THE EXERCISE.
Find the line that contains "Exercise. Pin every instance of the wingtip" in the entries below. Output it and each later line exactly, and nothing else.

----- DATA TO PROCESS

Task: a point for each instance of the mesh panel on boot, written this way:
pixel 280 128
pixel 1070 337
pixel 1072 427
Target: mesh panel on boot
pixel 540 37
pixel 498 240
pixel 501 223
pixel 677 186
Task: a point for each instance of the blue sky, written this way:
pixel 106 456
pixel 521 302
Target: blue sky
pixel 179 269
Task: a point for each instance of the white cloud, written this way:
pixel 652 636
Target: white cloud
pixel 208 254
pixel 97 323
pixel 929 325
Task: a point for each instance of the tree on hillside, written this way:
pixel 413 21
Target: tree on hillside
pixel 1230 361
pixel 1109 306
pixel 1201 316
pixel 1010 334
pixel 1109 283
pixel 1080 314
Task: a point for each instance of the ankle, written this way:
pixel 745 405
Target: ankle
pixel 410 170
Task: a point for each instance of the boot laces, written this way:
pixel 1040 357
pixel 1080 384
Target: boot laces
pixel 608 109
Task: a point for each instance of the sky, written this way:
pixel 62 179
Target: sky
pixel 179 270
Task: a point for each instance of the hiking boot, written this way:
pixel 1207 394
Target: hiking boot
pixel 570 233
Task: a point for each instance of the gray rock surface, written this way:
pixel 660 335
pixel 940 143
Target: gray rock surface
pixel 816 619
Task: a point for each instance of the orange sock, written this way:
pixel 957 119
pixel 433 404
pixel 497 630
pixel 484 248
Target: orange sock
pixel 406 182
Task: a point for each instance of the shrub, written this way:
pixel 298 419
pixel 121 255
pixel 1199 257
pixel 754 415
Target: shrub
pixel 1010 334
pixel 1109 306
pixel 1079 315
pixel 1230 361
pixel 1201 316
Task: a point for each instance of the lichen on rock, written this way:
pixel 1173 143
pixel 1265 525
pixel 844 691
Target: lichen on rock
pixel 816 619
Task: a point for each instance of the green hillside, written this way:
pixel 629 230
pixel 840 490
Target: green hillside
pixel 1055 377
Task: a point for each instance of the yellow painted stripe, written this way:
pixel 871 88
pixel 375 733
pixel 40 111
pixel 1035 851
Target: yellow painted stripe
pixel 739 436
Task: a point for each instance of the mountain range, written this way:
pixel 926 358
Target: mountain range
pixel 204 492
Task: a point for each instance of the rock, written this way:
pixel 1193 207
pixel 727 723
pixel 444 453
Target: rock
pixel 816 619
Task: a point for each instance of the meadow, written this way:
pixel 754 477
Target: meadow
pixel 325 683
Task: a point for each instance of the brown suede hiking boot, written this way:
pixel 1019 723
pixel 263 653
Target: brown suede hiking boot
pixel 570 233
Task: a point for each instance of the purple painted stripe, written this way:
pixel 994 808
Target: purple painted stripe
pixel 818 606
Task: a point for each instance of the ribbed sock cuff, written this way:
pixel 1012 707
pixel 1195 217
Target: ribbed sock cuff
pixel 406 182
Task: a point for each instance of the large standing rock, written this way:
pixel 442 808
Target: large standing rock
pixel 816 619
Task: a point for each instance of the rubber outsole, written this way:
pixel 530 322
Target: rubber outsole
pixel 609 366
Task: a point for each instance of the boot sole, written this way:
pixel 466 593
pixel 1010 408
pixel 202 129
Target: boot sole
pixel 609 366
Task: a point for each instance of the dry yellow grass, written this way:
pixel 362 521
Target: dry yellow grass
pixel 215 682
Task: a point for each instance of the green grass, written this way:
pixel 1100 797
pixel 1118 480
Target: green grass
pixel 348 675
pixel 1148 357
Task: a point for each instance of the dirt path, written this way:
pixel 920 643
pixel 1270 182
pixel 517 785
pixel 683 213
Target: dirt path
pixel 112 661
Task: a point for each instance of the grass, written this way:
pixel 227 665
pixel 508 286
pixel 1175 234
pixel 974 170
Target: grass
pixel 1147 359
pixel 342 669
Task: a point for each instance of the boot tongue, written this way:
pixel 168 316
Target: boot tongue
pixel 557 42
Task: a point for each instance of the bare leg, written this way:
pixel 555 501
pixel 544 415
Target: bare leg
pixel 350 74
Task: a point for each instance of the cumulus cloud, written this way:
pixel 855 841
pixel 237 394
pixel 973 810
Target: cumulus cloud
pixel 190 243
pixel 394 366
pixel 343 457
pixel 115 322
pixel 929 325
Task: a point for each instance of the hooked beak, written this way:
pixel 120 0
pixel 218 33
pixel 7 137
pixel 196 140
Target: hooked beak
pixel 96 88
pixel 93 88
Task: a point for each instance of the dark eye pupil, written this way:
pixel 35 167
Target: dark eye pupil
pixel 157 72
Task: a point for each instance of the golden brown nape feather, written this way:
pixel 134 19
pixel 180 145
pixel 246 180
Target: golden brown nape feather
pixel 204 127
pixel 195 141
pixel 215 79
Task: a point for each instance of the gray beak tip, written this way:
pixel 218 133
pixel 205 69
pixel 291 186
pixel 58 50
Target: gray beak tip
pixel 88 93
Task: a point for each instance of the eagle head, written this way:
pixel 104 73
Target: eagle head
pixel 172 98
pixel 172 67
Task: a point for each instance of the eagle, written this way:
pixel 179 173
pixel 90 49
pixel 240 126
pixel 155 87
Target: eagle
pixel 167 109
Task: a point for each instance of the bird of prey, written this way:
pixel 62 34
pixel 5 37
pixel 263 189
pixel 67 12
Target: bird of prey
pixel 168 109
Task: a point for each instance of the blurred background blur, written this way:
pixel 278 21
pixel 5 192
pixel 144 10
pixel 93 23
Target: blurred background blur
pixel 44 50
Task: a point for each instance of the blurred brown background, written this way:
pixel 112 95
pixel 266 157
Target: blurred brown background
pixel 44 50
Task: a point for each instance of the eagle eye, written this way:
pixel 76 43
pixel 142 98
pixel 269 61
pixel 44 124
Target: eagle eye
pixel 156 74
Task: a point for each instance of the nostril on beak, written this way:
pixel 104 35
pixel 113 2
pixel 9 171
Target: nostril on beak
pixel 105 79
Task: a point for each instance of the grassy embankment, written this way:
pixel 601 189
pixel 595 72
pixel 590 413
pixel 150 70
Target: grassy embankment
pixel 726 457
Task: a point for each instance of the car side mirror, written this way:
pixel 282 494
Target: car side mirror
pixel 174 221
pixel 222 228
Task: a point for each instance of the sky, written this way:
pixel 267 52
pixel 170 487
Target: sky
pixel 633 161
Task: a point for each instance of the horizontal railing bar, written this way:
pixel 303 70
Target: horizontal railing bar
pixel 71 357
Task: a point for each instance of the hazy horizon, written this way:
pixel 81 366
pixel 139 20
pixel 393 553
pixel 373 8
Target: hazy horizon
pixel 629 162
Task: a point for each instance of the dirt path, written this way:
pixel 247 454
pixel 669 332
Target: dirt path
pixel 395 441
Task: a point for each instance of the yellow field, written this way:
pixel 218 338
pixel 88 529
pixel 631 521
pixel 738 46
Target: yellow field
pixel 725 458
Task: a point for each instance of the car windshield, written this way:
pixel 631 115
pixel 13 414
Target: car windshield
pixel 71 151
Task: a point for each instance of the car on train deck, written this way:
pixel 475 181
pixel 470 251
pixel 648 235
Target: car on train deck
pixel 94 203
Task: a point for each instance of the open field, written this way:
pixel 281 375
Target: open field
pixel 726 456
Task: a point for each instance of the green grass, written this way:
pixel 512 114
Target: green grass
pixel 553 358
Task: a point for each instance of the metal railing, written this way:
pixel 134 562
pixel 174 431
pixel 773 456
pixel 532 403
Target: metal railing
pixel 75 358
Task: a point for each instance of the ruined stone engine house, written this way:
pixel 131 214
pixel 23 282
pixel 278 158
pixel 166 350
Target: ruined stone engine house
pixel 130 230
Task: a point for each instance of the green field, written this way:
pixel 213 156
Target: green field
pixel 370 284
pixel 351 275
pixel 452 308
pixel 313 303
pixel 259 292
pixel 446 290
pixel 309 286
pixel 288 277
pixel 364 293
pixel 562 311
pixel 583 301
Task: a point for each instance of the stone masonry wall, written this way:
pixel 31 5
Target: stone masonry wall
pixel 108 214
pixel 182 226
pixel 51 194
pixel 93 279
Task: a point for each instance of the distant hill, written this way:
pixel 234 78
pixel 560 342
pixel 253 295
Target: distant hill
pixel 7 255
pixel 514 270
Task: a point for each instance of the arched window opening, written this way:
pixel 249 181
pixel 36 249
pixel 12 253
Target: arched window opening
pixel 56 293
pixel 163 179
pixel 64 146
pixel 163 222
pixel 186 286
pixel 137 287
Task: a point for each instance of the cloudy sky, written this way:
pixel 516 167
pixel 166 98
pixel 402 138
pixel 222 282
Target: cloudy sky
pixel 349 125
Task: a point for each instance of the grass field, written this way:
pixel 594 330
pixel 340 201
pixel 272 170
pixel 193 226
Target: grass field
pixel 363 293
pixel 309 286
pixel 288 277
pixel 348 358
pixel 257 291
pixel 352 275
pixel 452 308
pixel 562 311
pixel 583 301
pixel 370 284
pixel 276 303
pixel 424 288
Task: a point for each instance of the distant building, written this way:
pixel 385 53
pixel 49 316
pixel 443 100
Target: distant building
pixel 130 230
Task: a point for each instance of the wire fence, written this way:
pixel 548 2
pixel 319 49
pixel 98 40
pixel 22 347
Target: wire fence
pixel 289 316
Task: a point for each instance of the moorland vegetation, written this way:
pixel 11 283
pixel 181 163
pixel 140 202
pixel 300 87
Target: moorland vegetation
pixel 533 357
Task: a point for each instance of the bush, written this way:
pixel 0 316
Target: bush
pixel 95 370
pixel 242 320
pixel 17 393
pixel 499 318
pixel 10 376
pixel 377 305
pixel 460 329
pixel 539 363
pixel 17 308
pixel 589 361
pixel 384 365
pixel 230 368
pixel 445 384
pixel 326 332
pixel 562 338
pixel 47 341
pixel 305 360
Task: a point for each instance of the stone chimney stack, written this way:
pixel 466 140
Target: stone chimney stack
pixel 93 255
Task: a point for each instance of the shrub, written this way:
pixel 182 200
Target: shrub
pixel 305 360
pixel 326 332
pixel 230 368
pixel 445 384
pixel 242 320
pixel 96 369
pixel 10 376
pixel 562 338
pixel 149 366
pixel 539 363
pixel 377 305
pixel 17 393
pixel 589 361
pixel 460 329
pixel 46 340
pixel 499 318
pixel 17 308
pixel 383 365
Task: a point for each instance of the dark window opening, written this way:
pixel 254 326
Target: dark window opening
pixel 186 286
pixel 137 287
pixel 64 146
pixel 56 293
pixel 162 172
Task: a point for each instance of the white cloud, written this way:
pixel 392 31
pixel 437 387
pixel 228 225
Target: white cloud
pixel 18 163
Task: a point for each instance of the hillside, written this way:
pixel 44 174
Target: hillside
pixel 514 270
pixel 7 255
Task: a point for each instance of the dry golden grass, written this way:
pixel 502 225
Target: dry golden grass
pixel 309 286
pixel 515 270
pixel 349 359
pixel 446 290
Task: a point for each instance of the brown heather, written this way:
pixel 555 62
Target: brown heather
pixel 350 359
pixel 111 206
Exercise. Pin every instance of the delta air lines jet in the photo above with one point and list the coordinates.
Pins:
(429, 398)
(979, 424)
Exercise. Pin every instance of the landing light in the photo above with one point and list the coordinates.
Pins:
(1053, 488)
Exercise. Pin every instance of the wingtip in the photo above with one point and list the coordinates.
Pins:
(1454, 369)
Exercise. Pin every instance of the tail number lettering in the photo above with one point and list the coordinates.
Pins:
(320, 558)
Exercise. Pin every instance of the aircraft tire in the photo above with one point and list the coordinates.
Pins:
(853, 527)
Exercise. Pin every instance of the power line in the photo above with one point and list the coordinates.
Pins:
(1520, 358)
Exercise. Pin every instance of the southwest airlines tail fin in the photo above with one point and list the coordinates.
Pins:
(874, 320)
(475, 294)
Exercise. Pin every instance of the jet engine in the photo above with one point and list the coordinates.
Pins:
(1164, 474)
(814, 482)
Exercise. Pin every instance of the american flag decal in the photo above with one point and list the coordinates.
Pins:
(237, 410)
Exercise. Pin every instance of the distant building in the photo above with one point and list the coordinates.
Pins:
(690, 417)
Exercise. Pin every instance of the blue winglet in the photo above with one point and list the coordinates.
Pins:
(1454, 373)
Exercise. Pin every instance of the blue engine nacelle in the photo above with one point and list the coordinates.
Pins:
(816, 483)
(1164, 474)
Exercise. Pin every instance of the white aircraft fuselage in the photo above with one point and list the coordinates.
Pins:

----------

OUTPUT OF THE TASK.
Exercise. Pin every instance of the wingtip in the photo above with one point and list the coordinates.
Pins:
(1454, 369)
Exercise. Pin every instance of the tail number lettering in the photo above with one point and list the coordinates.
Pins:
(320, 558)
Exercise. Pin every instance of the aircraft tire in the photo above with one point and list the coordinates.
Pins:
(853, 527)
Exercise. Pin every instance of the power line in the photo above with one point and list the coordinates.
Pins:
(1520, 358)
Exercise. Pin every instance of the southwest airlines tail fin in the photo above with one point and list the coordinates.
Pins:
(874, 320)
(475, 294)
Exercise. Pin every instance of the jet engine in the photo above with one point and list the coordinates.
Pins:
(1164, 474)
(814, 482)
Exercise. Pin every instance of the american flag decal in the photo above with one point and list the coordinates.
Pins:
(237, 410)
Exercise. Pin every instance of the distant building in the photo above with one point and list the coordinates.
Pins:
(690, 417)
Exercise. Pin every instance of the blue winglet in the photo above with one point and list the coordinates.
Pins:
(1454, 373)
Exercise. Pin every instance of the blue engine nacelle in the photo above with one point and list the coordinates.
Pins:
(816, 483)
(1164, 474)
Exercise. Pin every instance of the white aircraft fuselage in the photo above with one point and list the coordinates.
Pins:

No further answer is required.